What you should do: Revise the listing from its first line through the line containing "[[353, 299, 700, 467]]", replacing "corrugated" with "paling" and keeping everything else the same. Leave the pictures out of your answer.

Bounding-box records
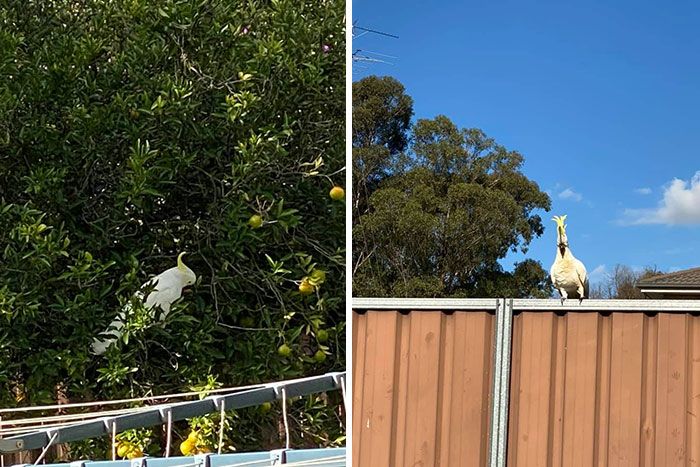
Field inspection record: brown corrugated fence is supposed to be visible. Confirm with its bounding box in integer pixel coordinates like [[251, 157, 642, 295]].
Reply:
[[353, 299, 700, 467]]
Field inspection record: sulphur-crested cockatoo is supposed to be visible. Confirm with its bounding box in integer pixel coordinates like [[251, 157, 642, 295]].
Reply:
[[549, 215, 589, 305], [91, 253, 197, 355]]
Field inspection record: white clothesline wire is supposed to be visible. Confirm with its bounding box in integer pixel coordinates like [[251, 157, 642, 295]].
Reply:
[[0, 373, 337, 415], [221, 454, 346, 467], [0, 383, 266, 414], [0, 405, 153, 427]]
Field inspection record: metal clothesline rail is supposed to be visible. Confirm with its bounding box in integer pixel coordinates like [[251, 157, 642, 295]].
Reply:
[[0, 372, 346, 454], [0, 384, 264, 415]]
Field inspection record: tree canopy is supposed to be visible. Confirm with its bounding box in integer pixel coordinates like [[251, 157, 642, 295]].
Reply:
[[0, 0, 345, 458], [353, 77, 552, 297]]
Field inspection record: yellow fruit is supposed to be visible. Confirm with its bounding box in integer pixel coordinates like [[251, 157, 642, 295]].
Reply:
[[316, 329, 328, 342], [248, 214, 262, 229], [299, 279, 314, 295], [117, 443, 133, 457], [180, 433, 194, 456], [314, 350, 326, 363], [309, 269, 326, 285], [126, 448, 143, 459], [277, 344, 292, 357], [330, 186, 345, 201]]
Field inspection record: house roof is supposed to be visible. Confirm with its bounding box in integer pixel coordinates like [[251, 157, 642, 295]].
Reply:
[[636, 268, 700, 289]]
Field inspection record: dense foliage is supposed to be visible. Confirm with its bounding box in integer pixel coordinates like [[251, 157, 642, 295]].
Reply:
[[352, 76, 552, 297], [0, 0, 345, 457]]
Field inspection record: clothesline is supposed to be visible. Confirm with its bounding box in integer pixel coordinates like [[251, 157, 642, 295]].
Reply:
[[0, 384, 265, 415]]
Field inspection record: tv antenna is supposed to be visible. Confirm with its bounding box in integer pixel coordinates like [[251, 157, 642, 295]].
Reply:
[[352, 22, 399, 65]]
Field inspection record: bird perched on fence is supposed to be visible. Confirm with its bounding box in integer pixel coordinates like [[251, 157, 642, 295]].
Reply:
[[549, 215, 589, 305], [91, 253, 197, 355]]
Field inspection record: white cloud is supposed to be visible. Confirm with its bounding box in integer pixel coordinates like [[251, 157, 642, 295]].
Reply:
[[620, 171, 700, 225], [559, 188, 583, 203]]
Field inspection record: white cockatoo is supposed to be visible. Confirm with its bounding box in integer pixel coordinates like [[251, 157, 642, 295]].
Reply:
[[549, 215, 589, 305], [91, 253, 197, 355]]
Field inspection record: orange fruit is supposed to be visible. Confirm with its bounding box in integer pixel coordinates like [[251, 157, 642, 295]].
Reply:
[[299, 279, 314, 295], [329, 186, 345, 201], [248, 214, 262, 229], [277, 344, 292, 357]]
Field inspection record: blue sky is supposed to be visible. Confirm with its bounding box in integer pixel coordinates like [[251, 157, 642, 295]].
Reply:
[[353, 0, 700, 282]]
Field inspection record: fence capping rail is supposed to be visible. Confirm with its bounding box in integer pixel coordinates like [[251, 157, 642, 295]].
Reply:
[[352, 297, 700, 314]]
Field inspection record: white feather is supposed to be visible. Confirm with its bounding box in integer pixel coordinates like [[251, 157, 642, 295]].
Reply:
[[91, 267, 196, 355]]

Exercise output:
Field inspection record: brown paling fence is supposed to be visible. Confirm with its bounding box in integer pixel coordinates like [[251, 157, 642, 295]].
Reply:
[[353, 299, 700, 467]]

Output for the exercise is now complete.